▶ **WHAT TO WORK ON**
Rewrite the lines from the one containing "Identify one point on each instance of the overall" through the end of the lines, replacing "sea lion" with "seal" and keeping everything else the same. Leave the pictures out.

▶ **RAW RECORDS**
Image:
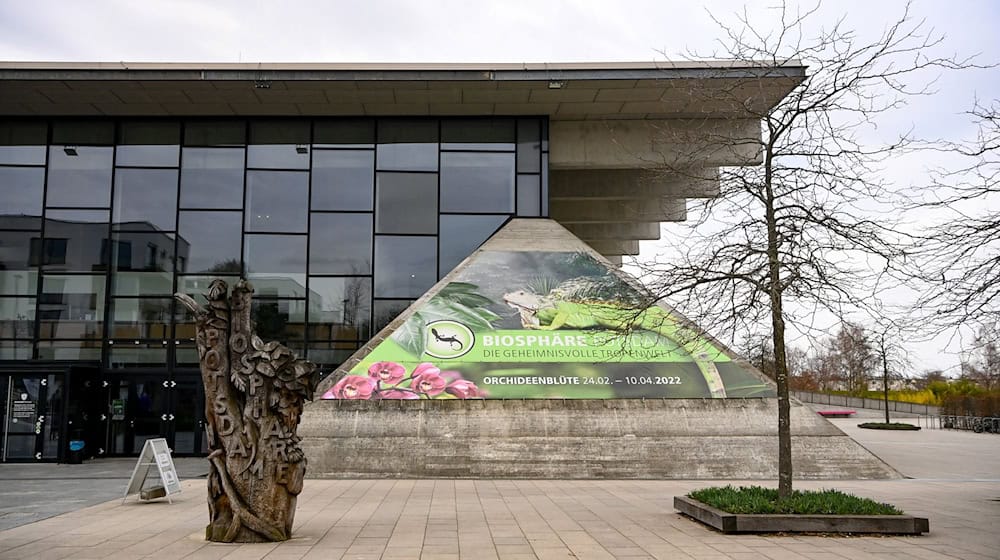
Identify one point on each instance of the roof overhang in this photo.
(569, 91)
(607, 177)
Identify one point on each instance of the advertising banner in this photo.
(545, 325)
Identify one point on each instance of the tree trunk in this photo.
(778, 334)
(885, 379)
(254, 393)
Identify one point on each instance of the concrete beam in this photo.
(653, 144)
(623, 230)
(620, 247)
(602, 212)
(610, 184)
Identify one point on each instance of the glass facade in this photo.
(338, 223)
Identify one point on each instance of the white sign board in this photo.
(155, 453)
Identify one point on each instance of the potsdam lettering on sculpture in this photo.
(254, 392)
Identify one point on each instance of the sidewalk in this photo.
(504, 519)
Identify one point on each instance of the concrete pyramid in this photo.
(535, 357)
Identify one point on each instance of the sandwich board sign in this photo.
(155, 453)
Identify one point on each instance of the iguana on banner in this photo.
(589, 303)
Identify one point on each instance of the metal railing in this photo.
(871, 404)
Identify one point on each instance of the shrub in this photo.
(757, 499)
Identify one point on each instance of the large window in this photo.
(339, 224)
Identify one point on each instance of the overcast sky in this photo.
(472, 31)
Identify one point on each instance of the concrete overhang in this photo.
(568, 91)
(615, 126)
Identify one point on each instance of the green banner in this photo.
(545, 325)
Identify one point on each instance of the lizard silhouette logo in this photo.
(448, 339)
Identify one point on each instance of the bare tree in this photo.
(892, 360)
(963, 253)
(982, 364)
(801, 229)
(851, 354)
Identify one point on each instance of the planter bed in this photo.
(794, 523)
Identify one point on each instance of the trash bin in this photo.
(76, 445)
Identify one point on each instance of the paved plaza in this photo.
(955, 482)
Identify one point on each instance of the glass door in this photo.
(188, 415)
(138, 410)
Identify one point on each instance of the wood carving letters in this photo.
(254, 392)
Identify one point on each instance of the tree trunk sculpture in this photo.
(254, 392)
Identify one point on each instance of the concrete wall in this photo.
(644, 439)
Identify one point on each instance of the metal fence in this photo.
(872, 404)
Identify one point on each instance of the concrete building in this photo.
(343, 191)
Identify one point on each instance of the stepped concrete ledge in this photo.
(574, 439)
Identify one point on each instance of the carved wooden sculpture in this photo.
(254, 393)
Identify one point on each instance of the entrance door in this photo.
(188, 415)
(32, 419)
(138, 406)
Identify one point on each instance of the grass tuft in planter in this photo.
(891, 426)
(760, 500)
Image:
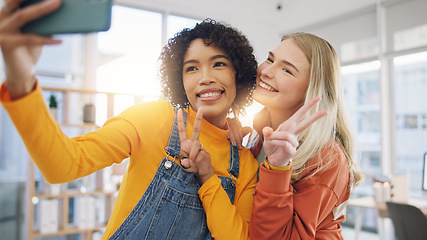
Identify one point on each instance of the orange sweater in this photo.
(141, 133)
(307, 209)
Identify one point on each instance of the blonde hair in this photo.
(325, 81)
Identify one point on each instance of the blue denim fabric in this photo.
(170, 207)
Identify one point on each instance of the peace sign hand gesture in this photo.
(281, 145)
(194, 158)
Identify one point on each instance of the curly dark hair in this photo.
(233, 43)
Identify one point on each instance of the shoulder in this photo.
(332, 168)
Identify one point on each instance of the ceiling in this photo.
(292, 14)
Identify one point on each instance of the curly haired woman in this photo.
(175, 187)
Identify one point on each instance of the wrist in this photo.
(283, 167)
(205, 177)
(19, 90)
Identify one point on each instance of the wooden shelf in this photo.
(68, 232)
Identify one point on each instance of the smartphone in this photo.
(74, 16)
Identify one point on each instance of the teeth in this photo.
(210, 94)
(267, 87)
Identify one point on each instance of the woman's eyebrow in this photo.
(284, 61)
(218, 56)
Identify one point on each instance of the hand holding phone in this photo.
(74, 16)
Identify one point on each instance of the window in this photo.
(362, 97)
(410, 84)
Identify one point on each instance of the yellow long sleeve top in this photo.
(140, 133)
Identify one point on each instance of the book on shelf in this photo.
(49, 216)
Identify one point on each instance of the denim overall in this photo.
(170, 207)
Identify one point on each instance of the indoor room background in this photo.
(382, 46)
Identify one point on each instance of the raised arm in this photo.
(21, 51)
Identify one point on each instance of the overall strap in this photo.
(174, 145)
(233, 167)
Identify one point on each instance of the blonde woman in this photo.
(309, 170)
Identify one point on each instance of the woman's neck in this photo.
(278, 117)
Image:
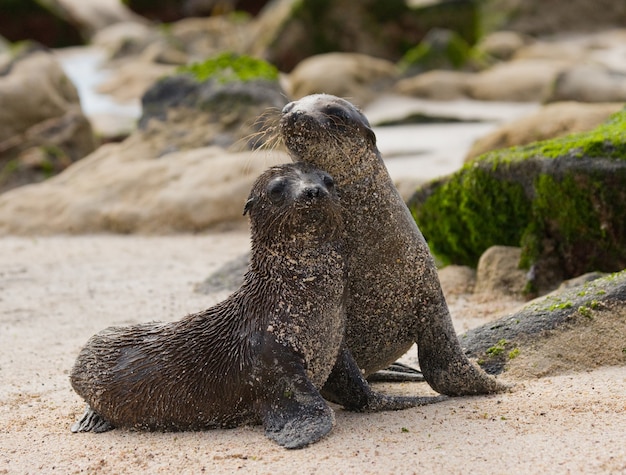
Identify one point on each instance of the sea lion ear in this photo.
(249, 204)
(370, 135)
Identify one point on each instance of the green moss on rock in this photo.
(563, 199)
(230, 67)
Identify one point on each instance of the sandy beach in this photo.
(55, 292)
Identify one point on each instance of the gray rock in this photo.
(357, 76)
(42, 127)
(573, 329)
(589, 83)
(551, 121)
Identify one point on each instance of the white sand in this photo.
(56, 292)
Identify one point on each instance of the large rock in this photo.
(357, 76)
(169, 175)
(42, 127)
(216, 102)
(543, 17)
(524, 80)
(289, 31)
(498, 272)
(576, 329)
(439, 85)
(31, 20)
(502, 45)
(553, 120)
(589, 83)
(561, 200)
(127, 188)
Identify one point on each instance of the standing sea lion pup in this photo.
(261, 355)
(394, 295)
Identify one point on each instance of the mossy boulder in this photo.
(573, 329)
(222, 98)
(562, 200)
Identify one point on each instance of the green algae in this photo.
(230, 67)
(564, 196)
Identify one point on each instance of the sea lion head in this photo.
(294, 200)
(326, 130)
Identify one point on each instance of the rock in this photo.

▶ **CORRECT OUTPUT**
Identify one point on each instance of the overall strap in this photo.
(174, 145)
(233, 167)
Identify one point on each instance of the blonde woman in this photo.
(309, 170)
Identify one point on each instance of the woman's neck in this photo.
(278, 117)
Image:
Identify one point on each instance of the seal ear in this photo.
(249, 204)
(370, 135)
Identify one point on each instance of the green moss on rock in this photo.
(563, 199)
(230, 67)
Identify one point on each instance of the sandy beach in this photo.
(55, 292)
Identify one point on each instance of the gray rock in this photo.
(357, 76)
(42, 127)
(573, 329)
(589, 83)
(551, 121)
Identify one point on each instance of the white sand in this photo.
(56, 292)
Identify one point on each instance of the large rock in this photo.
(357, 76)
(169, 175)
(42, 127)
(216, 102)
(543, 17)
(524, 80)
(289, 31)
(498, 272)
(576, 329)
(439, 85)
(31, 20)
(502, 45)
(553, 120)
(589, 83)
(561, 200)
(127, 188)
Identify one point on each instance of the standing seal pup in this photo.
(261, 355)
(394, 295)
Identify one point on each instance of the mossy boulder in this photo.
(573, 329)
(222, 98)
(562, 200)
Identify one point on each instance of the green algae in this photo.
(230, 67)
(564, 196)
Identify one point on each instance of the seal head in this photo.
(294, 200)
(326, 130)
Identify one point on each instance of the rock in this photo.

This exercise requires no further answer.